Verilen görev 1 —
Aşağıdaki görüntü nokta işaretleme kayıtlarının tüm satırlarını "Sıra" ve "Satır" sütunlarından oluşan bir Markdown tablosuna dök; boş satırları atla. Resimleri tabloya alma.

Sağlanan metin —
□ □ □

Logo

1. Hukuk Dairesi2025/6 E. 2025/1122 K.

Yapay Zeka Özeti

Uyuşmazlık: Kadastro yenileme çalışmaları sonucu mera vasfıyla tescil edilen taşınmazlar için açılan tapu iptali ve tescil davasında hak düşürücü sürenin geçip geçmediği hususunda yaşanan uyuşmazlık.

Gerekçe ve Sonuç: Kadastro tespit tarihinden itibaren 10 yıllık hak düşürücü süre içerisinde dava açılmadığı, daha önce açılan davanın da açılmamış sayılmasına karar verildiğinden hak düşürücü süre hesabında dikkate alınamayacağı gözetilerek, davanın reddine dair yerel mahkeme kararının onanmasına karar verilmiştir.

Karar Metni

"İçtihat Metni"

MAHKEMESİ : Erzurum Bölge Adliye Mahkemesi 2. Hukuk Dairesi

SAYISI : 2024/1209 E., 2024/1650 K.

İLK DERECE MAHKEMESİ : Eleşkirt Asliye Hukuk Mahkemesi

SAYISI : 2021/372 E., 2022/241 K.

□ □ □

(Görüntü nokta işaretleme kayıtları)
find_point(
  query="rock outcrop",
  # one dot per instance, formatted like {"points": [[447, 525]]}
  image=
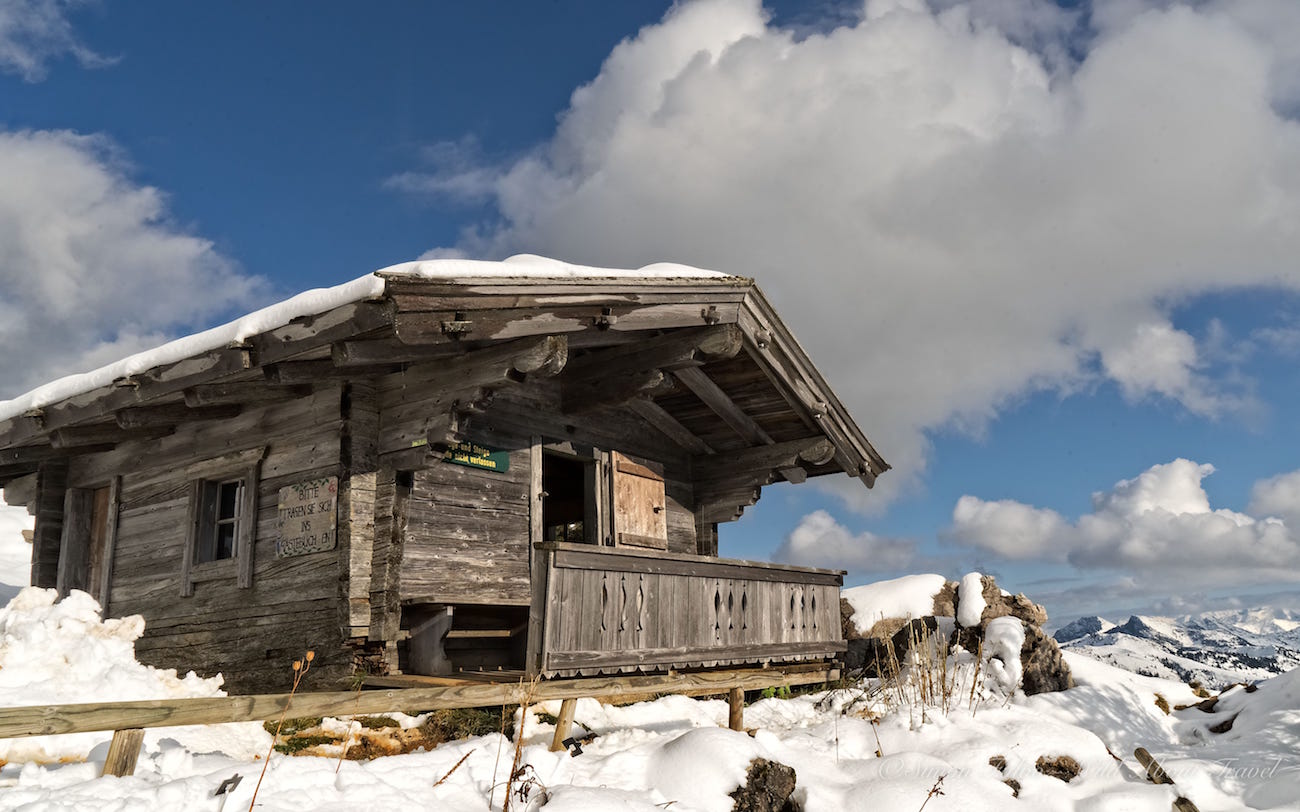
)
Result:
{"points": [[767, 787], [875, 651]]}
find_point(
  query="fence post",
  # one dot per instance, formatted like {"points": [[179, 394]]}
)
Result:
{"points": [[124, 751], [563, 723], [736, 708]]}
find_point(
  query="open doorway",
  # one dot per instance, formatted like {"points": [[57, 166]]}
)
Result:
{"points": [[570, 504]]}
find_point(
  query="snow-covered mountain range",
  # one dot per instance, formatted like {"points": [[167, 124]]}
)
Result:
{"points": [[1216, 648]]}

□ □ □

Verilen görev 2 —
Yukarıdaki karar metninin "MAHKEMESİ : Erzurum" ile başlayıp "E., 2022/241 K." ifadesine kadar süren bölümünü yeniden yaz ve bu bölümde "Erzurum" yerine "Kars" kullan.

Alıştırma çıktısı 1 —
| Sıra | Satır |
|---|---|
| 1 | find_point( |
| 2 |   query="rock outcrop", |
| 3 |   # one dot per instance, formatted like {"points": [[447, 525]]} |
| 4 |   image= |
| 5 | ) |
| 6 | Result: |
| 7 | {"points": [[767, 787], [875, 651]]} |
| 8 | find_point( |
| 9 |   query="fence post", |
| 10 |   # one dot per instance, formatted like {"points": [[179, 394]]} |
| 11 | ) |
| 12 | Result: |
| 13 | {"points": [[124, 751], [563, 723], [736, 708]]} |
| 14 | find_point( |
| 15 |   query="open doorway", |
| 16 |   # one dot per instance, formatted like {"points": [[57, 166]]} |
| 17 | ) |
| 18 | Result: |
| 19 | {"points": [[570, 504]]} |
| 20 | find_point( |
| 21 |   query="snow-covered mountain range", |
| 22 |   # one dot per instance, formatted like {"points": [[167, 124]]} |
| 23 | ) |
| 24 | Result: |
| 25 | {"points": [[1216, 648]]} |

Alıştırma çıktısı 2 —
MAHKEMESİ : Kars Bölge Adliye Mahkemesi 2. Hukuk Dairesi

SAYISI : 2024/1209 E., 2024/1650 K.

İLK DERECE MAHKEMESİ : Eleşkirt Asliye Hukuk Mahkemesi

SAYISI : 2021/372 E., 2022/241 K.